━━━ Testo di riferimento ━━━

Aprile le buche, maggio i bus in fiamme, giugno sarà la volta degli alberi che cadono, luglio le cavallette, agosto il Tevere insanguinato. Le piaghe di Roma. Il mese del vuoto è appena passato e ancora si sente di voragini aperte (una ogni 36 ore, pare). Se dovesse essere confermata la tendenza, a fine anno Roma potrà essere sforacchiata da 176 inghiottitoi profondi come pozzi di campagna. Macchine parcheggiate semi-tirate giù dall’asfalto, crepacci che ingoiano con sé terra, arredi urbani, biciclette, frammenti di marciapiede, erbacce, motorini, sassi, e ancora nessuna persona. Poi, inutile dirlo, molte di queste voragini diventano discariche, si tappa il vuoto con la monnezza.
Il catalogo del vuoto romano va dalle voragini alle buche, non così tanto profonde ma abbastanza profonde da diventare, quando piove, pozzanghere dal fondo sempre meno percettibile – i bambini ci saltano dentro e spuntano fuori solo i capelli, le ruote si squarciano, la guida diventa uno zig zag, i vetri dei bus si spaccano per quanto ballano su e giù. Dopo le buche, in ordine di grandezza, ci sono le fessure fra i sampietrini che mangiano tacchi, forchette, braccialetti, caviglie di turisti. Ma queste buche (grandi o piccole che siano) non portano solo giù cose.

━━━

• Attività da svolgere
1. Ripeta alla lettera il brano sulle buche di Roma, partendo dalle parole "Il catalogo del" e fermandosi dopo "solo giù cose.".
2. Prosegua il brano sulle buche di Roma a partire dalla sua ultima frase.
Le righe riportate qui sotto provengono da una fonte diversa.

━━━ Righe di dati ━━━

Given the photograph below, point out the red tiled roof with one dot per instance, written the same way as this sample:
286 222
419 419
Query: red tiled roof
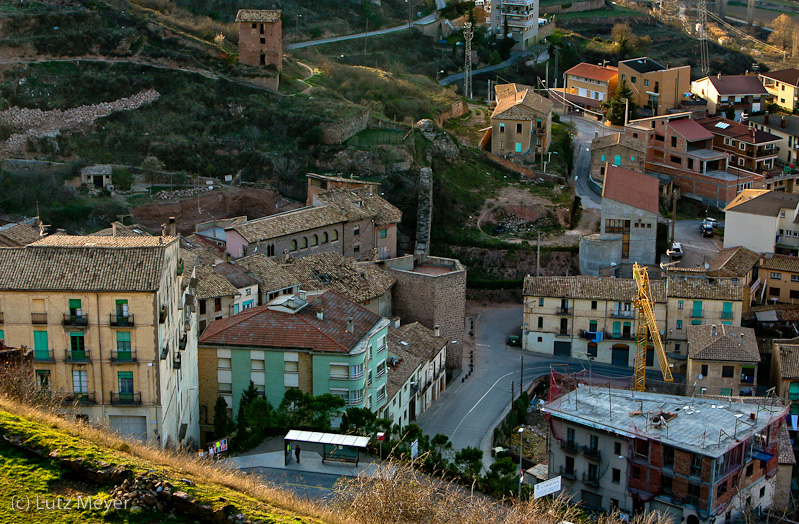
593 71
690 129
631 188
264 327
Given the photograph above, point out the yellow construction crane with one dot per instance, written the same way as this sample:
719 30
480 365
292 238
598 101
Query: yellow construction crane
647 325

━━━

• Risposte attese
1.
Il catalogo del vuoto romano va dalle voragini alle buche, non così tanto profonde ma abbastanza profonde da diventare, quando piove, pozzanghere dal fondo sempre meno percettibile – i bambini ci saltano dentro e spuntano fuori solo i capelli, le ruote si squarciano, la guida diventa uno zig zag, i vetri dei bus si spaccano per quanto ballano su e giù. Dopo le buche, in ordine di grandezza, ci sono le fessure fra i sampietrini che mangiano tacchi, forchette, braccialetti, caviglie di turisti. Ma queste buche (grandi o piccole che siano) non portano solo giù cose.

2.
Come con i pozzi la curiosità sale, si sbircia sotto, ci si tirano gli oggetti per sentire “tonf”, per far tornare su qualcosa, un’immagine buia o solo un suono. Roma torna su, ascende, risorge, sconvolge i tempi, accosta epoche. Non sprofonda, questa non è la Roma suprema che decade, è la Roma sotterranea che emerge, il lato ctonio che viene fuori. E noi la spiamo. Le necropoli, le ville patrizie, ipogei privati, templi nascosti come i mitrei, ma anche i laghi neri sotto la circonvallazione gianicolense o quelli ancora più neri sotto la metro – ci sono delle fosse d’acqua scurissima alle quali si può accedere solo attraverso porte serrate da chiudere e aprire ermeticamente.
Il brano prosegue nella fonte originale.